START Document
The backlog queues are often the source of connection failures under load. When accept() isn't called fast enough, the kernel holds established connections in the accept queue (bounded by listen(backlog), capped by somaxconn). SYN floods fill the SYN_RECV queue (bounded by tcp_max_syn_backlog). If both are full, new connections are dropped before they even reach your application.

Routing: FIB Lookups, Policy Routing, and Tables

Every packet that leaves the kernel — locally generated or forwarded — goes through a routing decision. The kernel's Forwarding Information Base (FIB) is consulted in ip_route_input() (ingress) and ip_route_output_slow() (egress). The result is a fib_result containing the output interface, next hop gateway, and source address to use. Linux's routing is far more powerful than a single table — policy routing (via ip rule) lets you select different routing tables based on packet properties (fwmark, src, tos, uid). This enables complex setups like split-access (different uplinks for different traffic classes).
END Document
START Extracted material
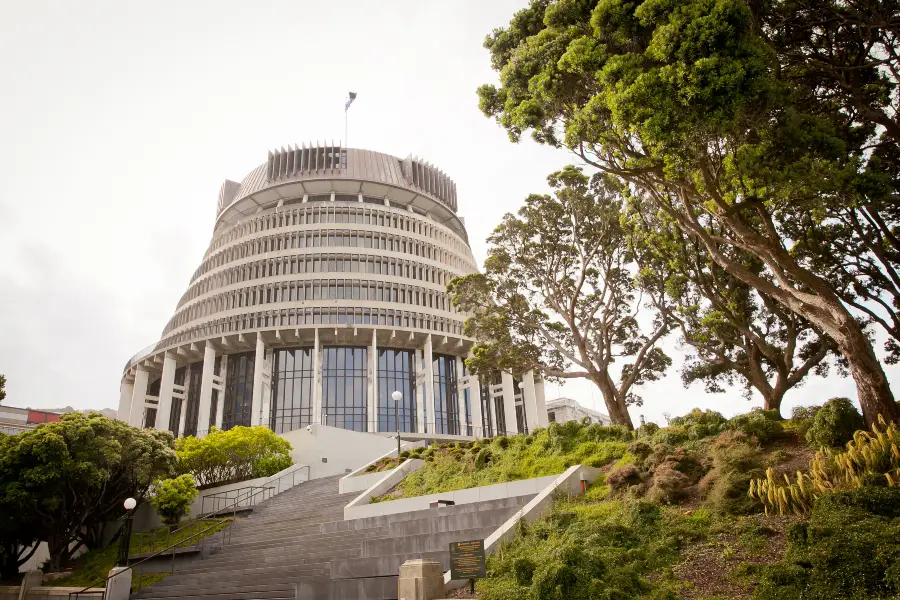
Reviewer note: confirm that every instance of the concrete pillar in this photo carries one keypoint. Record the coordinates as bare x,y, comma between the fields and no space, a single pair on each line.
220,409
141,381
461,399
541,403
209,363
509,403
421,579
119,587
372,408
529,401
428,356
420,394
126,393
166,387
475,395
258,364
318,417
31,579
END Extracted material
START Extracted material
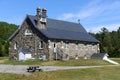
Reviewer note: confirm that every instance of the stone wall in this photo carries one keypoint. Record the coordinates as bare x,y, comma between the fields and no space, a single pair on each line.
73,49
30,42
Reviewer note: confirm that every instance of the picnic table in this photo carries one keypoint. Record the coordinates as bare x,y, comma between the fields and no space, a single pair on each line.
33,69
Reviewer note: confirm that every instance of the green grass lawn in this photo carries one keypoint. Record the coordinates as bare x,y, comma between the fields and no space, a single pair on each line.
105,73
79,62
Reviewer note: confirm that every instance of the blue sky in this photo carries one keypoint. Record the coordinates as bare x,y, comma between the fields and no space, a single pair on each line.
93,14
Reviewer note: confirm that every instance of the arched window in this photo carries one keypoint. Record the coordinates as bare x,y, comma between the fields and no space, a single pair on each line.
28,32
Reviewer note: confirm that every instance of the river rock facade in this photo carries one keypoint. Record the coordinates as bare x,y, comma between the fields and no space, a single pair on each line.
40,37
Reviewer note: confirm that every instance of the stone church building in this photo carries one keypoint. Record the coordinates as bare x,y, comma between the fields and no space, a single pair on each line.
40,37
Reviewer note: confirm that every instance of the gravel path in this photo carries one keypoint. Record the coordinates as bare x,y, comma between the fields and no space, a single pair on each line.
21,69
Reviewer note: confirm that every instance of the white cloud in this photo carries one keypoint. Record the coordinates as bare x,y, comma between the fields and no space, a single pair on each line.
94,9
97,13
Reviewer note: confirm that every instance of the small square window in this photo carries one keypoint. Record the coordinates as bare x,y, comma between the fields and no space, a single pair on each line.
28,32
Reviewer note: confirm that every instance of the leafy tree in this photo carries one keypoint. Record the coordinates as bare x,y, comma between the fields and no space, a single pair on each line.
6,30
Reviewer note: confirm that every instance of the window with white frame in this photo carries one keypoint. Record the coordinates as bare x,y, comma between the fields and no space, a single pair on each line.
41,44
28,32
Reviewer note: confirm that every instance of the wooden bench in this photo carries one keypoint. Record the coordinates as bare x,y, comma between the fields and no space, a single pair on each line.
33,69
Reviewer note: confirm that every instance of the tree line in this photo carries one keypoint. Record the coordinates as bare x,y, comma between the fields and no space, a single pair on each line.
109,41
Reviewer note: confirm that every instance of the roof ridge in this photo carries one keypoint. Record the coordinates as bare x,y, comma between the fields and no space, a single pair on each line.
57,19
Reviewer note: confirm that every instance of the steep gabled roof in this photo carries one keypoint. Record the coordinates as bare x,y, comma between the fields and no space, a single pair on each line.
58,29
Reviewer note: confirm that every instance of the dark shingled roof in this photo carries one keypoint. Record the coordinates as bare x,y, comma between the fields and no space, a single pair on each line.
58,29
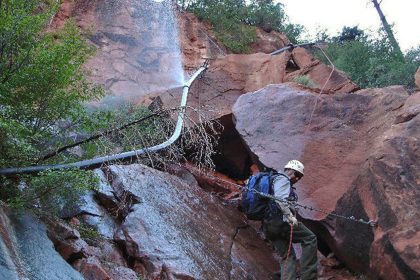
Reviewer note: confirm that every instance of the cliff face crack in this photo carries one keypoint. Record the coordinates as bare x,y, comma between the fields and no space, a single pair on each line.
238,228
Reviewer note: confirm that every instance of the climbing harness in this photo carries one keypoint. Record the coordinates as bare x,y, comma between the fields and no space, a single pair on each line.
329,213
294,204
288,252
END Extracted material
** Set task A **
In the Linux networking text, which setting bounds the SYN_RECV queue?
** Set task B **
Extend the Linux networking text, beginning right after its final sentence.

** Written answer A **
tcp_max_syn_backlog

** Written answer B **
// Viewing the routing table
$ ip route show
default via 192.168.1.1 dev eth0 proto dhcp src 192.168.1.100 metric 600
192.168.1.0/24 dev eth0 proto kernel scope link src 192.168.1.100 metric 600

$ ip route show table local
local 127.0.0.0/8 dev lo proto kernel scope host src 127.0.0.1
local 192.168.1.100 dev eth0 proto kernel scope host src 192.168.1.100

$ route -n
Kernel IP routing table
Destination     Gateway         Genmask         Flags Metric Ref  Use Iface
0.0.0.0         192.168.1.1     0.0.0.0         UG    600    0        0 eth0
192.168.1.0     0.0.0.0         255.255.255.0   U     600    0        0 eth0

// Policy routing — multiple tables
//
// Default rules (priority 0, 32766, 32767):
//   priority 0:   lookup local  (local address delivery)
//   priority 32766: lookup main  (normal routing)
//   priority 32767: lookup default (if main has no match)

$ ip rule show
0:      from all lookup local
32766:  from all lookup main
32767:  from all lookup default

// Example: mark traffic with fwmark for a separate routing table
$ ip rule add fwmark 1 table internet
$ ip rule add from 10.0.0.0/8 table internal
$ ip rule show
0:      from all lookup local
32765:  from 10.0.0.0/8 lookup internal
32766:  from all lookup main
32767:  from all lookup default

// Blackhole routing — null route for DDoS mitigation
$ ip route add blackhole 203.0.113.0/24
// Packets to this subnet are dropped silently (no ICMP)
// Equivalent to: ip route add 203.0.113.0/24 dev lo
// In iptables: -d 203.0.113.0/24 -j DROP (but this processes packets)
// Blackhole route is cheaper — kernel drops at routing decision, no iptables cost

// Multipath routing (ECMP)
$ ip route add default proto static \
    nexthop via 192.168.1.1 dev eth0 weight 1 \
    nexthop via 192.168.2.1 dev eth1 weight 1
// Kernel hashes (by default) on layer 3/4 4-tuple to pick nexthop
// So individual flows always use the same path (no reordering within a flow)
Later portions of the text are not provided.